**PAGE TEXT:**
- - - - - - -

The first Australian Guidelines for the assessment of absolute cardiovascular disease risk are now available. These guidelines were developed to support health professionals in the assessment of absolute cardiovascular risk.
Absolute risk, as defined in these guidelines, is the numerical probability of a cardiovascular event occurring within a five-year period. It reflects a person’s ‘individualised’ risk of cardiovascular disease (CVD), as opposed to the traditional method that considers various risk factors, such as high cholesterol or high blood pressure, in isolation.
These guidelines make recommendations for assessing absolute CVD risk in adults aged 45-74 years (35 years and above for Aboriginal or Torres Strait Islander adults). They feature sections on assessing adults:
- without known CVD
- with diabetes or chronic kidney disease
- who are overweight or obese.

- - - - - - -

Data items
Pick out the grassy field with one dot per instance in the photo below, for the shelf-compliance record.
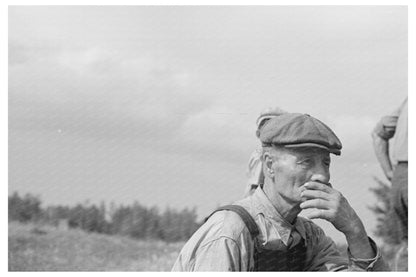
(42, 248)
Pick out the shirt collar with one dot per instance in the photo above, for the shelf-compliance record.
(264, 206)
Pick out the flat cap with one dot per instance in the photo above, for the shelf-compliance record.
(269, 113)
(299, 130)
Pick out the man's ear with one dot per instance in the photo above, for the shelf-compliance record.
(268, 165)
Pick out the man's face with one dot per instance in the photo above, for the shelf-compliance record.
(293, 167)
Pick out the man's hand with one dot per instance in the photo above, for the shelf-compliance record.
(329, 204)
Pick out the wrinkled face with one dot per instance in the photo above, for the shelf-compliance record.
(292, 167)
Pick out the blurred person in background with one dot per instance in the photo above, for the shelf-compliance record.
(394, 127)
(263, 231)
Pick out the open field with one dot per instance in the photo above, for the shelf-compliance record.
(43, 248)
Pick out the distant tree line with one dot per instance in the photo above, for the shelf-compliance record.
(132, 220)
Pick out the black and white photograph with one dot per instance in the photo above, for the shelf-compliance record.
(152, 138)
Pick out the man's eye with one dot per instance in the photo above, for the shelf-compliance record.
(305, 162)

- - - - - - -

Write the next part of the text on the Australian absolute cardiovascular risk guidelines, starting after its list of the three groups of adults.

These guidelines are an important step toward a single preventive approach to CVD in Australia. Clinical decisions based on absolute risk can lead to improved health outcomes by identifying people most at risk and directing the right treatments to them.
The guidelines were developed by the National Vascular Disease Prevention Alliance (NVDPA)* and approved by the National Health and Medical Research Council.
*NVDPA members: Diabetes Australia, Kidney Health Australia, the National Heart Foundation of Australia and the National Stroke Foundation.